╭──

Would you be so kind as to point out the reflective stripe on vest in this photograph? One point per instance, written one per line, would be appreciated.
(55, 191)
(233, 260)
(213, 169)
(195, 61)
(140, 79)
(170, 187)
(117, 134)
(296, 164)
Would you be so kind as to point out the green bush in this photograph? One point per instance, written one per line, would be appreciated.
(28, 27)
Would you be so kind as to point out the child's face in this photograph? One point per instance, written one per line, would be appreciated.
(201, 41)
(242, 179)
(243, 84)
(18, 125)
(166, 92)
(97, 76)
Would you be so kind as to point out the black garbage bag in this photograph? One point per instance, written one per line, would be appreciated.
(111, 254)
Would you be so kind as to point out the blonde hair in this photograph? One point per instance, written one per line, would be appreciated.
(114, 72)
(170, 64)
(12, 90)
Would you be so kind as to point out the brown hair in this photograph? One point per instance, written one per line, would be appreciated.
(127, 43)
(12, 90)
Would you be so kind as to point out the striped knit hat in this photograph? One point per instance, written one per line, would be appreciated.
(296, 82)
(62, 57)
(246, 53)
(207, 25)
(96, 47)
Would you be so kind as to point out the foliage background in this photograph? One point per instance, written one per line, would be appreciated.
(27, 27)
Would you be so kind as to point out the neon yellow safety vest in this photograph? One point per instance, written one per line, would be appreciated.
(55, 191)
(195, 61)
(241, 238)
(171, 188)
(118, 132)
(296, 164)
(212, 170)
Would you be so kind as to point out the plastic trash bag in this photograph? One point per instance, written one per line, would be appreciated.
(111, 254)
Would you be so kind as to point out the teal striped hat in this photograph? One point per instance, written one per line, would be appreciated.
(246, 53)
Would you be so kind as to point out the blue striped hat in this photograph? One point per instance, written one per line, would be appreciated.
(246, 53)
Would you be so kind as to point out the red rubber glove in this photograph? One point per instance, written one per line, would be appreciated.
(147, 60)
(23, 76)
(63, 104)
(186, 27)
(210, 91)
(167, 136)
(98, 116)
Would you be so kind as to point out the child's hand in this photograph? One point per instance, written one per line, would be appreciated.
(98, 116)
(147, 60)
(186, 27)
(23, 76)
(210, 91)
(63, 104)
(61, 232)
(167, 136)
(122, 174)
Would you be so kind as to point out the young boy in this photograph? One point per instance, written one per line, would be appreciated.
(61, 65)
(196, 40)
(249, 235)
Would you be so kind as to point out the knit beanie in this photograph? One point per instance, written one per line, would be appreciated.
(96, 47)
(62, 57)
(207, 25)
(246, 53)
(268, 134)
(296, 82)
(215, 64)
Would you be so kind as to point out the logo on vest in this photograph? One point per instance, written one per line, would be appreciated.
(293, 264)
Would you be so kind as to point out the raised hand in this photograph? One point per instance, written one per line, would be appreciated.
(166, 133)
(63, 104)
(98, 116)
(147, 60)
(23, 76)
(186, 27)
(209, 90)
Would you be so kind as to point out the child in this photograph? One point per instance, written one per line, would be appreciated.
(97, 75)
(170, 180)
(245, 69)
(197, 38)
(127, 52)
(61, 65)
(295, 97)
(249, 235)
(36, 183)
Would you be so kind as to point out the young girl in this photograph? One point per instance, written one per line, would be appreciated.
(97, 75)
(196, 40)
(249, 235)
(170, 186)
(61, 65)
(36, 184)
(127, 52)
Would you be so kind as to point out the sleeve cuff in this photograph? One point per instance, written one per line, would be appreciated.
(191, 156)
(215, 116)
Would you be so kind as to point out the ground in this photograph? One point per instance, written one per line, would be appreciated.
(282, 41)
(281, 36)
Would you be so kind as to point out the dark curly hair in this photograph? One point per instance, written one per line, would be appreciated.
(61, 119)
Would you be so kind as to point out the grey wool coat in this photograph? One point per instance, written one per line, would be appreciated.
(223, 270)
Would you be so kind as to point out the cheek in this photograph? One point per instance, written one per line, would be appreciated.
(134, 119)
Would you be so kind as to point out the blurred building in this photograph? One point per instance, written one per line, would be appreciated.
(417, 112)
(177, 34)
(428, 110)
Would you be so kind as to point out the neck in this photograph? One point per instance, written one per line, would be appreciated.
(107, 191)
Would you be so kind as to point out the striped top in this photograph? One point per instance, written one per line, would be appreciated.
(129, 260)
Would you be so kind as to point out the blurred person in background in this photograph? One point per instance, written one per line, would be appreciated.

╰──

_Short exercise_
Switch each "instance" in the data above to "occurrence", leaving all other text unchanged.

_Task answer_
Would you be so kind as to point out the reflective stripe on vest in this photograph? One point per occurrence, written one per line, would be appreciated.
(55, 191)
(233, 260)
(213, 169)
(195, 61)
(140, 79)
(170, 187)
(117, 134)
(296, 164)
Would you be so kind as to point out the green bush in this photograph? One point per occurrence, written one per line, would be appreciated.
(28, 27)
Would you be so kind as to point out the child's face in this photograph? One point per occurrence, written one per line, would be appreciated.
(201, 41)
(242, 179)
(243, 84)
(18, 125)
(166, 92)
(97, 76)
Would you be so kind as to point out the black garbage bag in this photograph? One point per occurrence, written one per line, would be appreciated.
(111, 254)
Would you be so kind as to point out the blonde hair in this photograph? One point per occurrence, written one per line, would be appreciated.
(114, 72)
(170, 64)
(12, 90)
Would you be so kind as to point out the brown hair in this photograph? One point per occurrence, written one per line, would be appreciated.
(127, 43)
(12, 90)
Would you be so kind as to point out the striped knit hat in this photograph? One point per occurrence, written one per line, would be appreciated.
(296, 82)
(62, 57)
(246, 53)
(207, 25)
(96, 47)
Would you be so kind as to point out the foliage background in this photograph? One point per occurrence, written one per line, would be appreciated.
(27, 27)
Would you be so kind as to point out the neon yellow safety vest in this photograph? One point per occurrence, written one per line, would be appreciated.
(55, 191)
(195, 61)
(241, 238)
(171, 188)
(118, 132)
(296, 164)
(212, 170)
Would you be so kind as to point out the plastic trash bag in this photograph? One point per occurrence, written one per line, would be appreciated.
(111, 254)
Would you be so kind as to point out the teal striped hat in this photograph? One point per occurrence, written one per line, would be appreciated.
(246, 53)
Would you be so kind as to point out the blue striped hat in this photograph? One point per occurrence, written one per line, would be appreciated.
(246, 53)
Would you be so kind as to point out the red rubber glove in this photograph? One point per occurrence, written one per line, would be appreciated.
(147, 60)
(23, 76)
(63, 104)
(186, 27)
(210, 91)
(167, 136)
(98, 116)
Would you be so kind as to point out the child's hand in this photograph? One point per occurrence, written one per line, would be appreciated.
(98, 116)
(147, 60)
(186, 27)
(23, 76)
(210, 91)
(63, 104)
(61, 232)
(167, 136)
(122, 174)
Would you be so kind as to point out the young boy in this photograph? One point per occurrence, written one per line, would be appreciated.
(61, 65)
(196, 40)
(249, 235)
Would you be so kind as to point out the knit beanie in this photograph? One point per occurrence, written one per line, would be appreciated.
(96, 47)
(62, 57)
(207, 25)
(246, 53)
(268, 134)
(296, 82)
(215, 64)
Would you be so kind as to point out the logo on vest in this photograph? One point per occurrence, written one per line, would be appreciated.
(293, 264)
Would you be so kind as to point out the raised hand in this photograph? One point per occurrence, written one per line, would be appreciated.
(166, 133)
(63, 104)
(98, 116)
(147, 60)
(23, 76)
(186, 27)
(209, 90)
Would you be so kind as to point out the child in this photograph? One point per occurrence, written one per line, would be appreciated.
(97, 75)
(170, 180)
(245, 69)
(197, 38)
(127, 52)
(61, 65)
(295, 97)
(249, 235)
(36, 183)
Would you be so kind as to point out the young girl in this photograph? One point per occurrence, written one per line, would be appreciated.
(97, 75)
(196, 40)
(249, 235)
(170, 186)
(61, 65)
(36, 184)
(127, 52)
Would you be so kind as to point out the sleeve cuff in this photograph? One point per occurrence, written one per line, would be appreciated.
(191, 156)
(215, 116)
Would you be so kind as to point out the ground in this photograph? One point per occurrence, written one per line, would be appreciated.
(282, 41)
(281, 36)
Would you be so kind as to point out the dark curly hair in this photograph? One point per occurrence, written one per line, would be appreciated.
(61, 119)
Would you be so kind as to point out the grey wool coat in this photograph? One point per occurrence, written one per line, would be appreciated.
(223, 270)
Would you be so kind as to point out the cheek in this photograph? One point per occurrence, written one per line, would be appreciated.
(134, 119)
Would you be so kind as to point out the blurred building in this photograph? One point per occurrence, written one per line, would be appreciated.
(417, 112)
(177, 34)
(428, 110)
Would you be so kind as to point out the neck in this photograph? One point per occurrence, written one per line, would be appreciated.
(107, 191)
Would you be so kind as to point out the striped top in this photograph? One point per occurrence, written one per line, would be appreciated.
(129, 260)
Would you be so kind as to point out the blurred person in background in this photograph? One point per occurrence, written one per line, would be appreciated.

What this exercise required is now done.